__TASK DETAILS__: Below is a block of entries, which should be copied verbatim apart from the pictures.

(Referring expression data)
◆ ◆ ◆ ◆ ◆

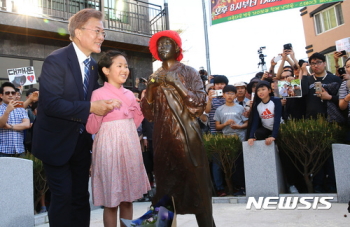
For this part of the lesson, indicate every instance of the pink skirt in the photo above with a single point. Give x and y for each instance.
(118, 173)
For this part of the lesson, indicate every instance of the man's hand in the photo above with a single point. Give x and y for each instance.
(170, 78)
(304, 69)
(246, 113)
(265, 76)
(284, 55)
(11, 106)
(346, 77)
(251, 142)
(324, 95)
(155, 81)
(235, 126)
(273, 63)
(229, 122)
(102, 107)
(34, 97)
(291, 53)
(7, 126)
(143, 94)
(269, 140)
(337, 55)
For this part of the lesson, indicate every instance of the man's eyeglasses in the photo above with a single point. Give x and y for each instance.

◆ ◆ ◆ ◆ ◆

__RESPONSE TO THE TASK__:
For this part of the lesson, indicate every instance of the pink skirt in the photo above with a single point. Give x and y for each instance.
(118, 173)
For this part of the lesson, indicate every instance of the man's hand in the photo above with a single point. Give x and y for each instance.
(170, 78)
(304, 69)
(246, 113)
(265, 76)
(284, 55)
(11, 106)
(346, 77)
(251, 142)
(324, 95)
(155, 81)
(235, 126)
(273, 63)
(229, 122)
(102, 107)
(34, 97)
(291, 53)
(7, 126)
(143, 94)
(269, 140)
(337, 55)
For this part of the lesson, indicate every instance of the man's eyeglasses in the photo above with a single point. Give x and y for each instance.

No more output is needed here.